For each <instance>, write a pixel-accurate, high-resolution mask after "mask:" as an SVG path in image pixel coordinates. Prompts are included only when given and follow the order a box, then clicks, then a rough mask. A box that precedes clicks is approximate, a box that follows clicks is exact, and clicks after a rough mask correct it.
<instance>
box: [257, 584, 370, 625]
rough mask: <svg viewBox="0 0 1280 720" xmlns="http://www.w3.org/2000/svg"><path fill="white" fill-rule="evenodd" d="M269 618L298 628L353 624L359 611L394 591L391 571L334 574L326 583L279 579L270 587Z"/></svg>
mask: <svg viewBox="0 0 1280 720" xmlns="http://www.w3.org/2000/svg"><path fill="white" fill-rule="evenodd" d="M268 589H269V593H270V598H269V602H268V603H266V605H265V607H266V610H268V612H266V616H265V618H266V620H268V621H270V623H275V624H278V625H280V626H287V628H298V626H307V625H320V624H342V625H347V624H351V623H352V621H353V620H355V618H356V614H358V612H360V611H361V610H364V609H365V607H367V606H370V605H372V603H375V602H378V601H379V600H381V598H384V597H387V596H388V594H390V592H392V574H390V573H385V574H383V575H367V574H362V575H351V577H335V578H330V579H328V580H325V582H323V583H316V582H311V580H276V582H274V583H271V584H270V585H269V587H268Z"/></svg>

● ● ●

Exercise description -> Restate the records above word for word.

Written response ->
For each <instance>, write a pixel-accurate, high-resolution mask after "mask:" as an SVG path in image pixel coordinates. Prompts are included only when given and follow the order a box, then clicks, then a rough mask. A box that precedes clicks is approximate, a box that follows clicks is exact, and clicks after a rough mask correct it.
<instance>
box: [257, 584, 370, 625]
rough mask: <svg viewBox="0 0 1280 720" xmlns="http://www.w3.org/2000/svg"><path fill="white" fill-rule="evenodd" d="M269 618L298 628L353 624L359 611L394 591L391 571L334 574L326 583L279 579L270 587Z"/></svg>
mask: <svg viewBox="0 0 1280 720" xmlns="http://www.w3.org/2000/svg"><path fill="white" fill-rule="evenodd" d="M268 589H269V593H270V598H269V602H268V603H266V605H265V607H266V610H268V612H266V616H265V618H266V620H268V621H270V623H275V624H278V625H280V626H287V628H298V626H307V625H320V624H342V625H347V624H351V623H352V621H353V620H355V618H356V614H358V612H360V611H361V610H364V609H365V607H367V606H370V605H372V603H375V602H378V601H379V600H381V598H384V597H387V596H388V594H390V592H392V574H390V573H385V574H383V575H367V574H362V575H351V577H335V578H330V579H328V580H325V582H323V583H316V582H311V580H276V582H274V583H271V584H270V585H269V587H268Z"/></svg>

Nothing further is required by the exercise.